When the line containing "to the tent" is found in the data below, copy it and each line after it through the line containing "Target: rock", exactly and with no others.

▸ DATA SUPPLIED:
-------------------------

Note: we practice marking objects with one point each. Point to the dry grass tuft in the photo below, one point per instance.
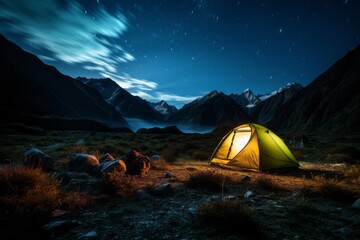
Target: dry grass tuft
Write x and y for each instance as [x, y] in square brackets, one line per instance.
[160, 164]
[352, 174]
[121, 184]
[169, 154]
[269, 183]
[25, 190]
[75, 201]
[207, 180]
[230, 217]
[200, 155]
[27, 198]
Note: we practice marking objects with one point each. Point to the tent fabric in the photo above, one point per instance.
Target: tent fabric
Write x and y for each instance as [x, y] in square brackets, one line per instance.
[253, 146]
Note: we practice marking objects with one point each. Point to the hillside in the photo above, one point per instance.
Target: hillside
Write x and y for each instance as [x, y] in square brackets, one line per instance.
[328, 105]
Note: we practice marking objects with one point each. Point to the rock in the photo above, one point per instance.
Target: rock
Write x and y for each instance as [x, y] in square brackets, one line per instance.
[245, 178]
[91, 234]
[248, 194]
[356, 204]
[111, 166]
[136, 163]
[192, 210]
[229, 197]
[167, 175]
[61, 227]
[35, 158]
[80, 162]
[106, 158]
[162, 188]
[93, 186]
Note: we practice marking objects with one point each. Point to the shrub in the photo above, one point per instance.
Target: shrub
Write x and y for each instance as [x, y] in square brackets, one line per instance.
[337, 191]
[75, 201]
[159, 165]
[120, 184]
[169, 154]
[353, 174]
[208, 180]
[268, 183]
[200, 155]
[345, 154]
[27, 197]
[230, 217]
[27, 190]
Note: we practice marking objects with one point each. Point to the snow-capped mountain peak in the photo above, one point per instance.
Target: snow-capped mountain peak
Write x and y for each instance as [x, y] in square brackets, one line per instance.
[163, 107]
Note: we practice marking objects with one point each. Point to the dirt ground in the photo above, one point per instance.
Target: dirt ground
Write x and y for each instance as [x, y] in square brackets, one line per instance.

-------------------------

▸ ANSWER BOX:
Note: we practice marking objects with one point each. Point to the tent fabric in the photo above, one point per instance.
Target: tent fabric
Write x and y for each instance as [x, y] in square brackets, one line per instance.
[253, 146]
Note: we practice marking objects with one point each. Point to the hillside in the photo above, one point per instance.
Target: hillside
Write x and y for each instance as [x, y] in square brackets, one line per instance.
[328, 105]
Note: we practice marking objects with one point each. Point to the rock in the photo above, one point per instance.
Target: rock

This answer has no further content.